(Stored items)
_ _ _ _

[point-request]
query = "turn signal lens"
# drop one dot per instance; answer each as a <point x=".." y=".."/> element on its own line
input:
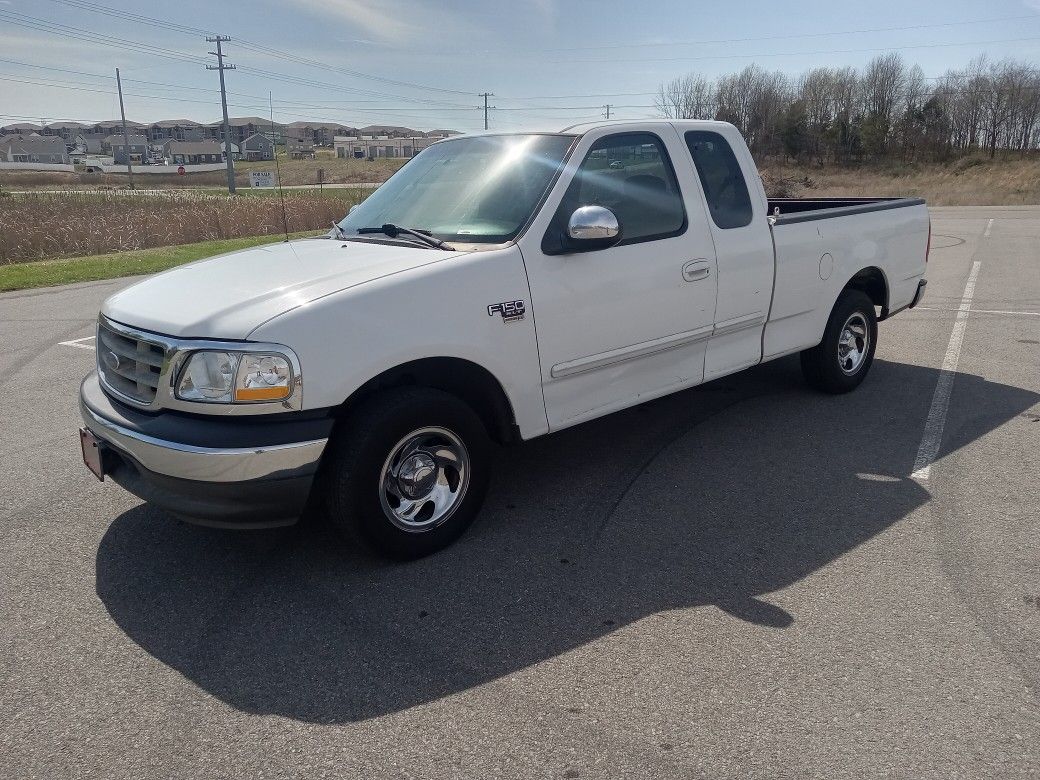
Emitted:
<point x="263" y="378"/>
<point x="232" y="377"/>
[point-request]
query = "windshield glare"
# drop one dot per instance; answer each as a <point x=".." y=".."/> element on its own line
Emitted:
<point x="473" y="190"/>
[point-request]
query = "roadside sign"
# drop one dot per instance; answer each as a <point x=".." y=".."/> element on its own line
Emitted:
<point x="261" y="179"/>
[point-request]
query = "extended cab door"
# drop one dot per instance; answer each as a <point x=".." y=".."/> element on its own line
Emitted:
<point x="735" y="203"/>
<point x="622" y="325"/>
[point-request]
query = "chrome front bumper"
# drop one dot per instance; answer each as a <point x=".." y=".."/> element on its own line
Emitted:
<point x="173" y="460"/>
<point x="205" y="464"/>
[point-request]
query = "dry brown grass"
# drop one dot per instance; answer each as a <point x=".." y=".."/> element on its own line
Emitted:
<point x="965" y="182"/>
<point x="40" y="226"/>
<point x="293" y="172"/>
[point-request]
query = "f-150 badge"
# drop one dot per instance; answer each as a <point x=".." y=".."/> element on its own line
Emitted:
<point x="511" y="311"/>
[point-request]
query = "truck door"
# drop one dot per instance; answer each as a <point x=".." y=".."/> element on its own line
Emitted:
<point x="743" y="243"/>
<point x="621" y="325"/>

_ _ _ _

Task statement = Scan the records for lines that hold "door", and reproduce each one you find.

Your solution =
query = "extended cab door"
query = "truck door"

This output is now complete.